Instructions for the task —
Convert the items below into a JSON list of strings with one string for each line, leaving out blank lines.

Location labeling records
'''

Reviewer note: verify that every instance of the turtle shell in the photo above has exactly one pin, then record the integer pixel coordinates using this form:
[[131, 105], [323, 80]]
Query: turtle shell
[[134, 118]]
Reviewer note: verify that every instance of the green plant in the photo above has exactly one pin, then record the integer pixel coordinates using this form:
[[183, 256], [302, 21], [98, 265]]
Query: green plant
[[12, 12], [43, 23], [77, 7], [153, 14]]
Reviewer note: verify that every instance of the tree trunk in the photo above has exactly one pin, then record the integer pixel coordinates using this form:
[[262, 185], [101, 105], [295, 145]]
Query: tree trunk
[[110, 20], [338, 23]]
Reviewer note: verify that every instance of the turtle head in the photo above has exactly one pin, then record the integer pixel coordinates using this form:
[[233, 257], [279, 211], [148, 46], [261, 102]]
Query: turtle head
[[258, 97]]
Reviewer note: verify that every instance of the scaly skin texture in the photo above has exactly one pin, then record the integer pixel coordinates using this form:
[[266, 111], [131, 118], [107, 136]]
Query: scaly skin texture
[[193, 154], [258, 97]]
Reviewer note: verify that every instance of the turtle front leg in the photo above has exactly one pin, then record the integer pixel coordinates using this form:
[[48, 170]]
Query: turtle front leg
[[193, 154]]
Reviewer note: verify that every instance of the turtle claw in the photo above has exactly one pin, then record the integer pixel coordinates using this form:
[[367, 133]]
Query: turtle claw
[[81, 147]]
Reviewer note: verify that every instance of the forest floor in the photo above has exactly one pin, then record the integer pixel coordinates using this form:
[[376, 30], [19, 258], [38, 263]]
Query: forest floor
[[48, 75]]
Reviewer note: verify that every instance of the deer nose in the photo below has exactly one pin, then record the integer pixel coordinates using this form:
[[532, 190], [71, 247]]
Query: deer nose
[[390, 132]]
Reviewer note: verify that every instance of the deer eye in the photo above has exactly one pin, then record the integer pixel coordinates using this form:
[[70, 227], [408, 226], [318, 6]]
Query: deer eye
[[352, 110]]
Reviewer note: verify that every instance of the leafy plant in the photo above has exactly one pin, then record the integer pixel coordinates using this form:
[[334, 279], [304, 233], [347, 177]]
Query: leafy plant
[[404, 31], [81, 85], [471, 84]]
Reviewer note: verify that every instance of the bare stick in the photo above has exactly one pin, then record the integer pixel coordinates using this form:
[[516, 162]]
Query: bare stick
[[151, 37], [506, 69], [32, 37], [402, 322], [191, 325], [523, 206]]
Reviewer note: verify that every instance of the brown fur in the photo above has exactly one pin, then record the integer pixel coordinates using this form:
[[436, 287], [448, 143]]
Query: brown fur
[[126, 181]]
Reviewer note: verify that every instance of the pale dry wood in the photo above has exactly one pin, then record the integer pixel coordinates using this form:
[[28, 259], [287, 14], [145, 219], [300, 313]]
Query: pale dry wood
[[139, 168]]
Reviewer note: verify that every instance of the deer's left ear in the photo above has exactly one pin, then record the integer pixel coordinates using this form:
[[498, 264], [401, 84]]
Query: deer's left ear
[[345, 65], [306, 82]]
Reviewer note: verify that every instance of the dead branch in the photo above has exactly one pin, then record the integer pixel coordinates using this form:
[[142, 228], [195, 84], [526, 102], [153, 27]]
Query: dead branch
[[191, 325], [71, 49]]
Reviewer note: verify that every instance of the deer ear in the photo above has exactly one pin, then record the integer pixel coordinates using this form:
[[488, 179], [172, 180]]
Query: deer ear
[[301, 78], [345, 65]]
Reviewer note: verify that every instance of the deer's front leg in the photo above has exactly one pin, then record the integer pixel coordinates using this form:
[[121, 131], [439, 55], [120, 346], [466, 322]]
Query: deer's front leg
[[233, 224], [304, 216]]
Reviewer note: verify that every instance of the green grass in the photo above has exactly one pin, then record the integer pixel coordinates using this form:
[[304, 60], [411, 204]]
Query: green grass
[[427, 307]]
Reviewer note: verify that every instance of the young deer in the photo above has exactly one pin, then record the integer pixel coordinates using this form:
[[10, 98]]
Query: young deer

'''

Output for this task —
[
  "Reviewer note: verify that every instance of the turtle shell in the photo above has exactly one pin, then record the integer pixel coordinates using this form:",
  "[[131, 105], [323, 80]]",
  "Query: turtle shell",
  "[[134, 118]]",
  "Reviewer note: verify that every instance of the green plant in the photo above has exactly one pin, then record the integer pixel coordinates using this form:",
  "[[183, 256], [302, 21], [98, 265]]",
  "Query: green plant",
  "[[12, 12], [43, 23], [77, 7], [153, 14]]",
  "Reviewer note: verify that every instance of the tree trunk in the photo above has exactly one pin, then record the integer pixel coordinates using this form:",
  "[[262, 185], [101, 105], [295, 145]]",
  "Query: tree trunk",
  "[[110, 20], [338, 23]]",
  "Reviewer note: verify that every instance of the turtle head in the photo above has exactly one pin, then record the integer pixel coordinates using this form:",
  "[[233, 257], [279, 211], [148, 46], [261, 102]]",
  "Query: turtle head",
  "[[258, 97]]",
  "Reviewer note: verify that every instance of the scaly skin texture in the photo above has exactly one pin, then record the integer pixel coordinates using this form:",
  "[[266, 111], [131, 118], [107, 136]]",
  "Query: scaly skin texture",
  "[[193, 154], [258, 97]]",
  "Reviewer note: verify that every instance of the turtle front leg in the photo above has exactly one pin, then record the integer pixel coordinates using this form:",
  "[[48, 170]]",
  "Query: turtle front leg",
  "[[193, 154]]",
  "Reviewer note: verify that every instance of the turtle claw in the photo above has exactly one pin, then record the integer pixel coordinates using this form:",
  "[[367, 133]]",
  "Query: turtle claw",
  "[[81, 147]]",
  "Reviewer note: verify that every instance of the forest floor in the photo above has exactly one pin, then record the integer pixel coordinates using this form:",
  "[[376, 30], [19, 258], [38, 263]]",
  "Query: forest floor",
  "[[48, 75]]",
  "Reviewer note: verify that every instance of the deer nose in the photo below has exactly one pin, then record the integer pixel coordinates using this form:",
  "[[532, 190], [71, 247]]",
  "Query: deer nose",
  "[[390, 132]]",
  "Reviewer note: verify that every instance of the deer eye in the photo above has exactly one pin, then record the integer pixel coordinates using this form:",
  "[[70, 227], [408, 226], [318, 6]]",
  "Query: deer eye",
  "[[352, 110]]",
  "Reviewer note: verify that every instance of the leafy plant in the photo above has exactly one pin, then record the integer pixel coordinates using this form:",
  "[[334, 279], [304, 233], [347, 177]]",
  "Query: leafy plant",
  "[[404, 31], [81, 85], [471, 84]]",
  "Reviewer note: verify that every instance of the bare stick in the photo above has exactly one pin, then record the integer pixel coordinates using this form:",
  "[[516, 162]]",
  "Query: bare stick",
  "[[151, 37], [506, 69], [32, 37], [402, 322], [191, 325], [523, 206]]",
  "Reviewer note: verify that every instance of the brown fur in the photo above has exactly one pin, then record the integer pixel coordinates using this form:",
  "[[436, 287], [448, 143]]",
  "Query: brown fur",
  "[[126, 181]]",
  "Reviewer note: verify that every instance of the pale dry wood in the photo above has exactly one pin, then record the integer pixel coordinates using this form:",
  "[[28, 259], [287, 14], [145, 219], [300, 313]]",
  "Query: pale dry wood",
  "[[139, 168]]",
  "Reviewer note: verify that every instance of the deer's left ear in the photo above has exactly one pin, then record the integer pixel coordinates using this form:",
  "[[498, 264], [401, 84]]",
  "Query: deer's left ear",
  "[[345, 65], [306, 82]]",
  "Reviewer note: verify that every instance of the dead branch in the photo above has exactly one pin, then record the integer pixel coordinates using this form:",
  "[[142, 228], [195, 84], [526, 102], [153, 27]]",
  "Query: dead branch",
  "[[191, 325], [71, 49]]",
  "Reviewer note: verify that every instance of the deer ear in the photo above has exactly one pin, then record the integer pixel coordinates using this form:",
  "[[488, 179], [172, 180]]",
  "Query: deer ear",
  "[[301, 78], [345, 65]]",
  "Reviewer note: verify that every instance of the deer's front leg in the photo above has exactly one pin, then record the integer pixel coordinates using this form:",
  "[[121, 131], [439, 55], [120, 346], [466, 322]]",
  "Query: deer's front leg",
  "[[233, 224], [304, 216]]",
  "Reviewer note: verify that every instance of the green grass in the photo above has exactly one pin, then record the integer pixel coordinates using this form:",
  "[[304, 60], [411, 204]]",
  "Query: green grass",
  "[[427, 307]]",
  "Reviewer note: verify that every instance of the young deer in the photo above has exactly one pin, then record the integer pixel coordinates using this form:",
  "[[10, 98]]",
  "Query: young deer"
]